# Exercise details:
Reproduce the following records verbatim, omitting the pictures.
── Records for processing
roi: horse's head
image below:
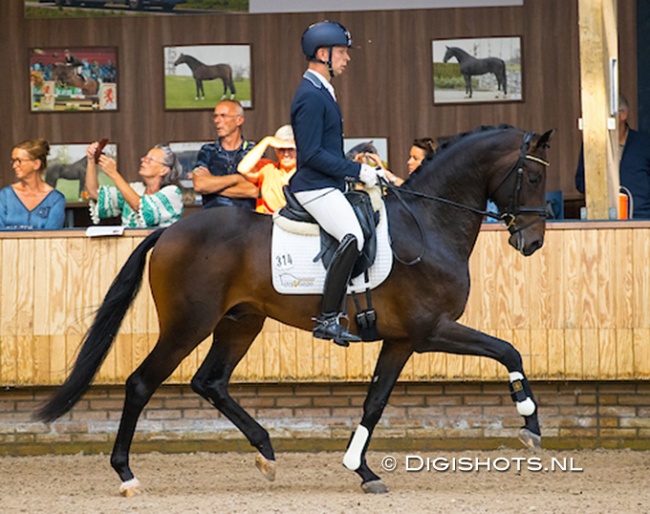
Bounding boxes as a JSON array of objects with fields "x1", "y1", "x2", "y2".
[
  {"x1": 488, "y1": 130, "x2": 555, "y2": 255},
  {"x1": 442, "y1": 47, "x2": 454, "y2": 62}
]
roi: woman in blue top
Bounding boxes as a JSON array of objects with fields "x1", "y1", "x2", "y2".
[{"x1": 0, "y1": 139, "x2": 65, "y2": 230}]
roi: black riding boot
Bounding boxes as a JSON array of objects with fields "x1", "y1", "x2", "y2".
[{"x1": 314, "y1": 234, "x2": 361, "y2": 346}]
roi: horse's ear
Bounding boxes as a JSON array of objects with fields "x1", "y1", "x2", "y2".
[{"x1": 535, "y1": 129, "x2": 555, "y2": 148}]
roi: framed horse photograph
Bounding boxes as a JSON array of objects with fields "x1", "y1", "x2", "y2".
[
  {"x1": 431, "y1": 36, "x2": 523, "y2": 104},
  {"x1": 45, "y1": 141, "x2": 117, "y2": 203},
  {"x1": 29, "y1": 47, "x2": 118, "y2": 112},
  {"x1": 164, "y1": 45, "x2": 253, "y2": 110}
]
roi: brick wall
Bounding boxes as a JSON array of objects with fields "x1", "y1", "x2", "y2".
[{"x1": 0, "y1": 382, "x2": 650, "y2": 455}]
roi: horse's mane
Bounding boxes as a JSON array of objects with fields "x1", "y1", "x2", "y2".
────
# Expected answer:
roi: horse's head
image below:
Bounding boxes as a JSON array of objects with fields "x1", "y1", "x2", "y2".
[
  {"x1": 488, "y1": 130, "x2": 555, "y2": 255},
  {"x1": 442, "y1": 47, "x2": 454, "y2": 62}
]
roi: woman in blue top
Bounding boxes as a JSON array of objects with fields "x1", "y1", "x2", "y2".
[{"x1": 0, "y1": 139, "x2": 65, "y2": 230}]
roi: black riding boot
Bounding boxes as a JSON array of objects with fields "x1", "y1", "x2", "y2".
[{"x1": 314, "y1": 234, "x2": 361, "y2": 346}]
roi: horse's ear
Bounding boxes as a JSON array of objects with fields "x1", "y1", "x2", "y2".
[{"x1": 535, "y1": 129, "x2": 555, "y2": 148}]
roi: framed horse photograph
Bounding boxes as a JSON array of objects with fields "x1", "y1", "x2", "y2".
[
  {"x1": 431, "y1": 36, "x2": 523, "y2": 104},
  {"x1": 45, "y1": 141, "x2": 117, "y2": 203},
  {"x1": 29, "y1": 47, "x2": 118, "y2": 112},
  {"x1": 164, "y1": 45, "x2": 253, "y2": 110}
]
roi: brick wall
Bounding boxes as a JSON array of objects with fields "x1", "y1", "x2", "y2".
[{"x1": 0, "y1": 382, "x2": 650, "y2": 455}]
roi: horse's mane
Bounding boxes as a JSON array of objects with fields "x1", "y1", "x2", "y2".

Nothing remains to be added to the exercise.